## Required task a
Based on the forum thread about cracks in an Outback rear slide, say whether each statement agrees with it. Answer yes or no and quote the deciding words. (i) Hood3 was in the process of buying an '06 Outback 28rsds. (ii) CamperAndy calls the problem common. (iii) spidey did the repair personally.

## Provided passage
- - - - -
# Cracks In Outback 28Rsds Rear Slide



## Hood3 (Mar 23, 2015)

Does anyone else have cracks on the bottom sides of the rear slide? We have two on each side of a used trailer. We are in the process of purchasing an '06 outback 28rsds, but saw these cracks (which were caulked by original owner), but we weren't sure if this was common, how to tell if there was water damage under the cracks, etc. Anyone have experience or suggestions, we're new to camping, so any input is greatly appreciated.


----------



## CamperAndy (Aug 26, 2004)

Not common but not unheard of. The issue is most likely weld failure on the back wall. Not too hard to repair but you have to take some things apart (outside trim and inside rear wall paneling) to see exactly where the failure is and then carry out the repair.


----------



## Hood3 (Mar 23, 2015)

Thank you. I appreciate your response and information too. I'm assuming we should have this looked at prior to purchasing the it?


----------



## CamperAndy (Aug 26, 2004)

Depends on how handy you are and you can just ask for a discount due to the internal damage. Then repair it yourself, it would cost a bunch for the dealer to repair.


----------



## Hood3 (Mar 23, 2015)

CamperAndy said:


> Depends on how handy you are and you can just ask for a discount due to the internal damage. Then repair it yourself, it would cost a bunch for the dealer to repair.


----------



## Hood3 (Mar 23, 2015)

Thank you.


----------



## spidey (Aug 8, 2012)

We had this issue with ours last spring. Wasn't just cracked, it all shattered on the first slide out of the spring to get it ready. Basically the glue all let go and then as it rolled out cracked and shattered. Basically the company doing it the cheapest way available. Instead of securing with screw or something, use cheap glue.

Had to repair it myself, they wouldn't help at all. And what would the fix be, the same thing with glue.
- - - - -
## Provided data
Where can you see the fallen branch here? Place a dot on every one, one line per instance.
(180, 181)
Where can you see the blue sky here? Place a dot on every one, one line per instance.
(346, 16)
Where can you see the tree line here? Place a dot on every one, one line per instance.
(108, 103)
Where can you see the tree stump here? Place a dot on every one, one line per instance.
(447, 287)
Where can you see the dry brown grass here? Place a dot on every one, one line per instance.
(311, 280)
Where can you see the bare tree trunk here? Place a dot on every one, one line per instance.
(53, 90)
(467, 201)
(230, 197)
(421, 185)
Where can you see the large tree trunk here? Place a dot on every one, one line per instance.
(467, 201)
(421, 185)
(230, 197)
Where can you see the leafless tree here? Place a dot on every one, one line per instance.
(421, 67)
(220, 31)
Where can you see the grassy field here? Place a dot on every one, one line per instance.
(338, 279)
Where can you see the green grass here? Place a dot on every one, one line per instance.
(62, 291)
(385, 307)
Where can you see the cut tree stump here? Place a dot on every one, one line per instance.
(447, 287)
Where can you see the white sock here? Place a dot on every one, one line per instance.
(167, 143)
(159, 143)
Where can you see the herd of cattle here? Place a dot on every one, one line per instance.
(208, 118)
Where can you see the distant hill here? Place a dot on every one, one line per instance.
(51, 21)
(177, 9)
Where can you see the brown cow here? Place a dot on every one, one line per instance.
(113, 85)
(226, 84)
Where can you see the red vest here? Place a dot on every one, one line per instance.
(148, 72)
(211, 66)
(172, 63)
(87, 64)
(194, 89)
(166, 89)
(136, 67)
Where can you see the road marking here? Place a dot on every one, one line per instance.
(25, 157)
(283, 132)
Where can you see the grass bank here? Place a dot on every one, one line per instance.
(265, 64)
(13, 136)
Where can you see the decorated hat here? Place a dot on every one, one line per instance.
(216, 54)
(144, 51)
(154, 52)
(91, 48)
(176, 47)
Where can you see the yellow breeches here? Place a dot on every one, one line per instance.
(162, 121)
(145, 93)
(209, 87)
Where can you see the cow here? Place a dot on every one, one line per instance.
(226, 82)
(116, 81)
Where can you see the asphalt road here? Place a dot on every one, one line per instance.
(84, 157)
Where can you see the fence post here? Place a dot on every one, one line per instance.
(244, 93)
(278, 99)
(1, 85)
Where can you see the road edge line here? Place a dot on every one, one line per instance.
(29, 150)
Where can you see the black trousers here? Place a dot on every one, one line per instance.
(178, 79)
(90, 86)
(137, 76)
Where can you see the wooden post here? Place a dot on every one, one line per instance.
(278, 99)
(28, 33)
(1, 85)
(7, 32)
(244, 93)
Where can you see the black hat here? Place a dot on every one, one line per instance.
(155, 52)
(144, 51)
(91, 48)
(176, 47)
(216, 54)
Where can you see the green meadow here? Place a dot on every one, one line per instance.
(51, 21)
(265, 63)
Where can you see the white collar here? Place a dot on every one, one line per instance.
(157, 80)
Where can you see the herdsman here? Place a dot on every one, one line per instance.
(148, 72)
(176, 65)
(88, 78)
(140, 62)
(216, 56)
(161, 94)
- - - - -
## Required task b
Shift the coordinates by adding 103 to every number. Write out everything from the row that contains "Where can you see the green meadow" down to the last of the rows, keeping the requests.

## Solution a
(i) Yes: "We are in the process of purchasing an '06 outback 28rsds"
(ii) No: "Not common but not unheard of."
(iii) Yes: "Had to repair it myself"

## Solution b
Where can you see the green meadow here? Place a dot on every one, one line per instance.
(154, 124)
(368, 166)
Where can you see the white collar here? Place a dot on every one, one line per instance.
(260, 183)
Where can you see the herdsman here? Place a dot on every one, one line per instance.
(251, 175)
(279, 168)
(191, 181)
(243, 165)
(319, 159)
(264, 197)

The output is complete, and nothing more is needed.